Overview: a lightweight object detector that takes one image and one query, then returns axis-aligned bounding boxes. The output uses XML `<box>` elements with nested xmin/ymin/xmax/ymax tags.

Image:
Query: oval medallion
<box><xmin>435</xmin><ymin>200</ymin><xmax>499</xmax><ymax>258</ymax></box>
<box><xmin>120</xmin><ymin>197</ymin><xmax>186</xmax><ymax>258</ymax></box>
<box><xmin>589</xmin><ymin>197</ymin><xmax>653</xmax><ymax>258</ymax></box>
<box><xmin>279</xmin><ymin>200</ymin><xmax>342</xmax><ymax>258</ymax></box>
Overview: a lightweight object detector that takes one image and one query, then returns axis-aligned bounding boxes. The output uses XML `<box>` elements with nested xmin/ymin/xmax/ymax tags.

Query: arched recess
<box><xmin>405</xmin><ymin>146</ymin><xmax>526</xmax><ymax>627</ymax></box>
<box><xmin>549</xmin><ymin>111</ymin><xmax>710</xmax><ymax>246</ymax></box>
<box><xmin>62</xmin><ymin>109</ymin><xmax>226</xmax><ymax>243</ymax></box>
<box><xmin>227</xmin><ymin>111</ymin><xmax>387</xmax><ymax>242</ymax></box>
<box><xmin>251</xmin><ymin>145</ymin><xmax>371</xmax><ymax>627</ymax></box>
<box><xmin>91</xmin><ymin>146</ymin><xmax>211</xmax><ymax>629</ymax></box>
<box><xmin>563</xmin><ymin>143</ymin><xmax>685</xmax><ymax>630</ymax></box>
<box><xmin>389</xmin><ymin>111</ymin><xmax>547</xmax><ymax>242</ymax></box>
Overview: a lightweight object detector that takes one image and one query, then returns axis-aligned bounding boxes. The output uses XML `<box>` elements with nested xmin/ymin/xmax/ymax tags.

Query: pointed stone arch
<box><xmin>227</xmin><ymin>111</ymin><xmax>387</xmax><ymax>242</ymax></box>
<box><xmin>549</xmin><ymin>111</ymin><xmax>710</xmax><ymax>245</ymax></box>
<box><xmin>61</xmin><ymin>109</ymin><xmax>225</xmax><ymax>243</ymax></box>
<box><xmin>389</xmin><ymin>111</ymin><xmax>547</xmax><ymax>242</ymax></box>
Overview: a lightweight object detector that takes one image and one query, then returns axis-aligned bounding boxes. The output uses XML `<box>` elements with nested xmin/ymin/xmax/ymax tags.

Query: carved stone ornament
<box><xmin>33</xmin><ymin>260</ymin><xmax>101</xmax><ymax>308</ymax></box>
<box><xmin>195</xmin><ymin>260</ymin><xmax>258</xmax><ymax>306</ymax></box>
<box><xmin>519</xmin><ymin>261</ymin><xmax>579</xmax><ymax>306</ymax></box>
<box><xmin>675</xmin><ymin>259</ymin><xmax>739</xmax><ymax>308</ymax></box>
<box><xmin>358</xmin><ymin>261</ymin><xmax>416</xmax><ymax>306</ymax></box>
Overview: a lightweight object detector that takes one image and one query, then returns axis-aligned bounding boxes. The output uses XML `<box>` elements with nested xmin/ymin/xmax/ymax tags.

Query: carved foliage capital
────────────────────────────────────────
EXERCISE AIM →
List each line above that contains the word "stone".

FINISHED ANSWER →
Query: pointed stone arch
Query: carved stone ornament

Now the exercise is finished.